* What the task asks *
The whole listing must be returned exactly, with no line missing.

*** Opening of Data under study ***

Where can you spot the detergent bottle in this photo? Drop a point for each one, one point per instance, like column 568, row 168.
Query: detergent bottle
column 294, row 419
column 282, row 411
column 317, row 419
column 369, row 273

*** Close of Data under study ***

* Result of the exercise *
Where can you spot the detergent bottle in this photo? Drop a point for each one, one point per instance, like column 568, row 168.
Query: detergent bottle
column 294, row 419
column 282, row 411
column 317, row 419
column 369, row 273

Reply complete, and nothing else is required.